[Dataset entries]
_ _ _

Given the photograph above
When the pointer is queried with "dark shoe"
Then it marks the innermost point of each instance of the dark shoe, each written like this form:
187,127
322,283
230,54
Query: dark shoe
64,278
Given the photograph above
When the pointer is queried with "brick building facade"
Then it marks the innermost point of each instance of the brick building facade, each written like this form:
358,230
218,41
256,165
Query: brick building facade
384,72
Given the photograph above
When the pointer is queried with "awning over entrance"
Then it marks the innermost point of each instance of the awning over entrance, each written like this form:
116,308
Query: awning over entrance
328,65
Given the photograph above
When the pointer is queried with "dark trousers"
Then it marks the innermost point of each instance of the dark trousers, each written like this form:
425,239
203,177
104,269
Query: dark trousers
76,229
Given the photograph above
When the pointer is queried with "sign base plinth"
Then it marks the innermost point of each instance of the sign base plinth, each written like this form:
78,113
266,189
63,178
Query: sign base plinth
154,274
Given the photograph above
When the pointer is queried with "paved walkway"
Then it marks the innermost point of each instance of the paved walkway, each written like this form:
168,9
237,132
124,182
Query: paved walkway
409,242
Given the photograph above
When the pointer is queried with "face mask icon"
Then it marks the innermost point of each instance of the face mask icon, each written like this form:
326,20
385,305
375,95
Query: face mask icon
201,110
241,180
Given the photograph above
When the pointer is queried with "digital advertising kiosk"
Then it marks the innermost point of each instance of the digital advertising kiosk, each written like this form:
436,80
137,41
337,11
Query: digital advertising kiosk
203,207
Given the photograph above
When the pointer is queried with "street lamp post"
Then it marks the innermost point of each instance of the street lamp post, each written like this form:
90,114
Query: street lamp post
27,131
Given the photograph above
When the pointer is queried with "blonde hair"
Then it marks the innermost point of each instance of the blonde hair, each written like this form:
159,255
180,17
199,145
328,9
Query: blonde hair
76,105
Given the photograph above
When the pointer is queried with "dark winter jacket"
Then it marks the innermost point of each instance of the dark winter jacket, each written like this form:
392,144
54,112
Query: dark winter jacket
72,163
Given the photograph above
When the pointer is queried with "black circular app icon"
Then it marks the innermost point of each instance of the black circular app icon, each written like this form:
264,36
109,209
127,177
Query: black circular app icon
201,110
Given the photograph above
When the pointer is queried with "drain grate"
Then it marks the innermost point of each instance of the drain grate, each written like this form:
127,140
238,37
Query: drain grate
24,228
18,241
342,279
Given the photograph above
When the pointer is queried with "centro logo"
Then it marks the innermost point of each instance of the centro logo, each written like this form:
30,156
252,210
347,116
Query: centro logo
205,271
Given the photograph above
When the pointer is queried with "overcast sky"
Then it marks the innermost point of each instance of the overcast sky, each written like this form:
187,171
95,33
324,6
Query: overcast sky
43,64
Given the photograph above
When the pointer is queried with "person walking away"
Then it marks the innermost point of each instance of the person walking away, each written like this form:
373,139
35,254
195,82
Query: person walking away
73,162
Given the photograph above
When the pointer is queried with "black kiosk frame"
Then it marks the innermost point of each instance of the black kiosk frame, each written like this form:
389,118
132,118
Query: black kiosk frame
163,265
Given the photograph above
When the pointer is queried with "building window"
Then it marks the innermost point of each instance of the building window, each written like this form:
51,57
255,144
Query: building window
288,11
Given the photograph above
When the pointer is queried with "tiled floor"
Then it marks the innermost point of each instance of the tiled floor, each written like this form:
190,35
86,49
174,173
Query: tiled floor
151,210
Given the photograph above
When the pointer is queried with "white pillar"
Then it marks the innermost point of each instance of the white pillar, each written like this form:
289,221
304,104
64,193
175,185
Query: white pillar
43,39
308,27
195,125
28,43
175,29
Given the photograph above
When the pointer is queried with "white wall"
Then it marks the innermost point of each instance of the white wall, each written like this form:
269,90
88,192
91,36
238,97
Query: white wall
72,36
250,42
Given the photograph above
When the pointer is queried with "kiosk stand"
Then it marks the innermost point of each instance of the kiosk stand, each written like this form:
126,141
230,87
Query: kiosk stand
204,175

_ _ _

## Directions
What you give back must match the records word for word.

## Result of this task
Given the photograph above
When the pointer is queried with "dark shoe"
Then it marks the innermost point of each instance of the dark shoe, each written like this form:
187,127
322,283
230,54
Query: dark shoe
64,278
Given the photograph above
When the pointer is queried with "brick building facade"
Then it marks the innermost point of each instance of the brick building facade, each written like this form:
358,230
218,41
256,165
Query: brick building facade
384,72
Given the photograph above
When the pointer is queried with "awning over entrance"
Then it marks the innermost point of each instance of the awning over entrance, each written like this form:
116,308
Query: awning over entrance
328,65
Given the photograph above
When the pointer is queried with "dark trousers"
Then it marks the innermost point of each instance of the dark trousers, each written like this form:
425,239
203,177
104,269
Query: dark trousers
76,229
Given the photograph above
When the pointer is queried with "sign base plinth"
Then it marks the innermost point of each instance of the sign base plinth, each written like this form:
78,113
266,189
63,178
Query: sign base plinth
154,274
Given the photograph above
When the pointer is queried with "paved walkway"
Then it marks the innermost point of each instance of the paved walkway, each written like this form:
168,9
237,132
124,182
Query: paved walkway
409,242
Given the photograph above
When the pointer is queried with "face mask icon"
Then it marks the innermost point of each instance of the face mask icon, each written like this form:
326,20
385,305
375,95
Query: face mask icon
201,110
241,180
Given the photograph above
When the pointer is queried with "digital advertising kiosk"
Then it marks the innermost point of each instance of the digital advertising kiosk, each written like this form:
436,80
137,41
337,11
Query: digital advertising kiosk
203,207
Given the photograph above
When the pointer is queried with "street lamp post"
Then it marks the innermost point of each instance of the street lamp post, each written like this form:
90,114
Query: street lamp post
27,131
Given the photograph above
When the pointer is queried with "blonde hair"
Then it marks the innermost point of each instance of the blonde hair, each written like this form:
159,255
180,17
199,145
328,9
Query: blonde hair
76,105
Given the photograph above
When the pointer is queried with "dark winter jacket"
Then it marks the innermost point of each instance of the dark winter jacket, each written like this form:
392,144
54,112
Query: dark winter jacket
72,163
Given the photograph above
When the pointer is queried with "black circular app icon"
Then it marks the innermost point of each instance of the black circular app icon, each written like this form:
264,36
109,209
127,177
Query: black circular app icon
201,110
Given the photograph above
When the pointer is queried with "drain grate"
Then it marks the innermost point of each instance of the drain grate, each written like this form:
127,140
238,37
Query: drain grate
24,228
18,241
342,279
Given the photograph above
When the pointer is queried with "centro logo"
Then it marks the innermost point of each instance of the centro logo, each written like this form:
30,156
252,210
347,116
Query: centro logo
205,271
Given the photograph above
When the pointer is queried with "overcast sky"
Then it marks the innermost point of each instance of the overcast sky, each written like this form:
187,171
95,33
324,6
Query: overcast sky
43,64
Given the photograph above
When the pointer is queried with "person walking away"
Then it marks the innermost point of each instance of the person walking away, each written like this form:
373,139
35,254
195,82
Query: person walking away
73,162
Given the photograph above
When the pointer is queried with "black kiosk frame"
Then it marks the innermost point of each instance of the black kiosk frame, each written like this form:
389,118
132,118
Query: black kiosk frame
163,265
Given the photograph above
When the pointer is queried with "building window"
Then it marks the innermost point of each instance of the building window, each written like this form:
51,57
255,144
Query: building window
288,11
Given the photograph above
When the pointer is queried with "tiled floor"
Then it marks the innermost point of each instance of the tiled floor, each written like this form:
190,35
86,49
174,173
Query: tiled floor
151,210
Given the photograph above
When the pointer is queried with "white pillar"
Then it marks the innermost point of each instance of the white pillar, each written like this form:
289,221
304,104
64,193
175,185
Query: white pillar
43,39
308,27
195,125
28,43
175,29
Given the photograph above
When the pointer is queried with "white wall"
Then it marks the innermost point of each instance of the white wall, each written like this form:
269,90
88,192
91,36
238,97
Query: white wall
72,36
250,42
Given the photograph above
When the pointer is queried with "kiosk stand"
Then it marks the innermost point of each instance of the kiosk stand, each written like this form:
126,141
230,87
Query: kiosk stand
204,175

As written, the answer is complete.